#### Problem statement:
Only the lines from the one containing "If you could tag the crumbled" through the end of the material are to be echoed, each exactly as it appears.

===

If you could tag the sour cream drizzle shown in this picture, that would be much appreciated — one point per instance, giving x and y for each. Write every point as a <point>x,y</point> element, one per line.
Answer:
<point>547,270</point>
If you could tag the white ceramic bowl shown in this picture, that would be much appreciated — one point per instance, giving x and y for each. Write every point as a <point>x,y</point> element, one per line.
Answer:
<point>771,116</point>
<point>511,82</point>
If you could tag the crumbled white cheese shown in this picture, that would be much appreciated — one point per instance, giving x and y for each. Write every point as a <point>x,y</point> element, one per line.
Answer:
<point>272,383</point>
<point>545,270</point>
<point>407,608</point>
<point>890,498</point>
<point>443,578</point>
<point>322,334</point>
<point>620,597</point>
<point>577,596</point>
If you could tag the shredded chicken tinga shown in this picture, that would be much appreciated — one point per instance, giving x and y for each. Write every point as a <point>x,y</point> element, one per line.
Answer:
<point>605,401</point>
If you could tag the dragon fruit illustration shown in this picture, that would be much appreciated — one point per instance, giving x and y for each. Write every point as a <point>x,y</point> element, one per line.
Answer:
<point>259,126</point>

===

#### Exercise result:
If you could tag the crumbled white cheese shown in this picture, that would be much appreciated — one point per instance, giving x and y for each. Write every point as a <point>x,y</point> element, one per line.
Answer:
<point>272,383</point>
<point>545,270</point>
<point>407,608</point>
<point>890,498</point>
<point>443,578</point>
<point>322,334</point>
<point>620,597</point>
<point>577,596</point>
If you could tag the shredded chicken tinga shown in this picture, that would be much appreciated — one point per instance, giving x and y for each. Write every point as a <point>x,y</point> element, one per line.
Answer:
<point>605,401</point>
If you could tag the dragon fruit illustration shown in this picture, that would be much appreciated — one point per instance, giving x and y for each. Write every point as a <point>x,y</point> element, one per line.
Answer:
<point>259,126</point>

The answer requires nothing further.